Stated task 1: In the records, convert the lines starting with the line that contains "ceiling fan blade" and going on through the line that contains "[[385, 19], [460, 79], [386, 103], [352, 72], [509, 19]]" into a JSON list of strings, one string per line, with blank lines left out.

Source document:
+---+
Uploaded image for project: 'JDK'
  1. JDK
  2. JDK-8233117

Escape Sequences For Line Continuation and White Space (Preview)

XMLWordPrintable

    • Icon: CSR CSR
    • Resolution: Approved
    • Icon: P3 P3
    • 14
    • core-libs
    • None
    • source
    • minimal
    • New escape sequences exist as syntax errors in prior releases.
    • Java API, Language construct
    • SE

      Summary

      Add two new escape sequences for string and character literals for managing explicit whitespace and carriage control.

      Problem

      In text blocks, newlines (U+000A) are not typically declared explicitly using \n. Instead, newlines are inserted implicitly wherever content breaks to the next line. What if an implicit newline is not desired?

      For example, it is common practice to split very long string literals into concatenations of smaller substrings and then hard-wrap the resulting string literals over multiple lines of source code:

        String literal = "Lorem ipsum dolor sit amet, consectetur adipiscing " +
                         "elit, sed do eiusmod tempor incididunt ut labore " +
                         "et dolore magna aliqua.";

      This is exactly the form of complex string that text blocks express more readably:

        String text = """
                      Lorem ipsum dolor sit amet, consectetur adipiscing
                      elit, sed do eiusmod tempor incididunt ut labore
                      et dolore magna aliqua.
+---+
Given data:
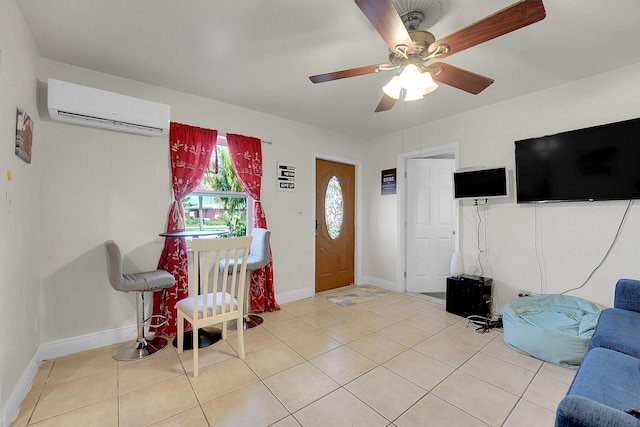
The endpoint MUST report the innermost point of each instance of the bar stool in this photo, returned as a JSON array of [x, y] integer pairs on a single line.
[[258, 258], [147, 281]]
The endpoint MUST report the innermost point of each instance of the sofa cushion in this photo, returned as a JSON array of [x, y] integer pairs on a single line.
[[618, 330], [610, 378], [554, 328]]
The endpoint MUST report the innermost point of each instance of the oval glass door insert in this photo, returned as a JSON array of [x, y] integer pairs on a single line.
[[333, 207]]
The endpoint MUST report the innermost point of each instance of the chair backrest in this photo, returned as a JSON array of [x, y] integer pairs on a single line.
[[141, 281], [219, 285], [259, 252]]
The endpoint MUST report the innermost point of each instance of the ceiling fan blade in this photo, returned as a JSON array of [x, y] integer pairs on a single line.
[[385, 19], [460, 79], [386, 103], [352, 72], [509, 19]]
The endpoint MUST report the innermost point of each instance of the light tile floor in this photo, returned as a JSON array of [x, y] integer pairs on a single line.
[[400, 360]]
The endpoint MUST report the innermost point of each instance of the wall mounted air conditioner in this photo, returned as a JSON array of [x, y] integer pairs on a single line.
[[82, 105]]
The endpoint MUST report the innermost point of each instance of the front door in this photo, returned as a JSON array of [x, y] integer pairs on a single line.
[[335, 224], [430, 224]]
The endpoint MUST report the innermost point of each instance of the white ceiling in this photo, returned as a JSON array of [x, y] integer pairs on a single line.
[[258, 54]]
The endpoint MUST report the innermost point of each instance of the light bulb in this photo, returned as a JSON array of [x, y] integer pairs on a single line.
[[413, 94], [410, 77], [392, 89], [428, 84]]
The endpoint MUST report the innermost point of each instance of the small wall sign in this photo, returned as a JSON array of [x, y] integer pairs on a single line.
[[286, 176], [388, 184]]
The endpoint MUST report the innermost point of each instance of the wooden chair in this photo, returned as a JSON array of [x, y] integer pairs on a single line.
[[211, 292]]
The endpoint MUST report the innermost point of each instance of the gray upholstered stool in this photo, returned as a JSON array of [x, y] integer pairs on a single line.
[[147, 281]]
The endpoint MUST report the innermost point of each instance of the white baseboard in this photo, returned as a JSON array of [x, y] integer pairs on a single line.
[[55, 349], [386, 284], [283, 298]]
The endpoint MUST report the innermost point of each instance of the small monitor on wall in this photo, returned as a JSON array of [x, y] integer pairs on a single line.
[[480, 183]]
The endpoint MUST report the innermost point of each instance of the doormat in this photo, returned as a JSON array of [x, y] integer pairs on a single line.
[[354, 295]]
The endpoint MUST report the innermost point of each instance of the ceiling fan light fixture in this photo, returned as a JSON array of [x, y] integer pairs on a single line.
[[413, 94], [410, 77], [393, 88], [428, 84]]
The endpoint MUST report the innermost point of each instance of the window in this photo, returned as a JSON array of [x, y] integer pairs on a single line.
[[333, 207], [219, 203]]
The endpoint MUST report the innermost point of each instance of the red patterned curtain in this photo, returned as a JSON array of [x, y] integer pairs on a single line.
[[246, 156], [190, 149]]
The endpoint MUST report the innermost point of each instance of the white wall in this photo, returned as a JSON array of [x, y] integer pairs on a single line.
[[19, 223], [572, 237], [99, 185]]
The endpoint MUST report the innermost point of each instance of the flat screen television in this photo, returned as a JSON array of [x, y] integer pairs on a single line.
[[596, 163], [480, 183]]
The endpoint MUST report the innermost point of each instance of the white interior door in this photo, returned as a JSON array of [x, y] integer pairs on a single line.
[[430, 228]]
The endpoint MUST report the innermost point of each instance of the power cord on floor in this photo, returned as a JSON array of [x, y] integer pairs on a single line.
[[484, 324]]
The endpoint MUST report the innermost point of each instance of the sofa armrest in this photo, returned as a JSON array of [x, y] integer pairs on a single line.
[[579, 411], [627, 295]]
+---+
Stated task 2: Carry on the text about escape sequences for line continuation and white space from the point where it stops.

Written response 1:
[
  "The endpoint MUST report the innermost point of each instance of the ceiling fan blade in this photo, returned as a JSON array of [x, y] integer pairs on a single line.",
  "[[385, 19], [460, 79], [386, 103], [352, 72], [509, 19]]"
]

Written response 2:
                      """;

      However, using text blocks to represent long strings has a drawback: an implicit newline is inserted on every line. It would be helpful to be able to selectively denote which lines do not pick up the implicit newline.

      Turning to another matter, the space (U+0020) character's lack of observability creates a problem for strings.

      For example, text blocks are missing per-line delimiters, like those found in string literals, that clearly indicate where the content of a line begins and where the content of a line ends. The lack of direct space-character observability is the primary reason for text blocks always stripping trailing white space. However, this behavior leads to a counter issue: How does a developer retain trailing white space in a text block?

      For another example, various visual tricks are required to get an accurate count of multiple spaces any string literal. For instance, how many spaces are in the string literal " "? How can a developer count what they can not visually discern?

      Solution

      Change the JLS section on "Escape Sequences for Character and String Literals" and the API String::translateEscapes to recognize two new escape sequences:

      • \<line-terminator>

        The escape sequences \␊ (U+005C, U+000A), \␍ (U+005C, U+000D) and \␍␊ (U+005C, U+000D, U+000A) represent line continuation. Unlike other escape sequences, these line continuation sequences are simply discarded during escape translation.

        Example;

        String text = """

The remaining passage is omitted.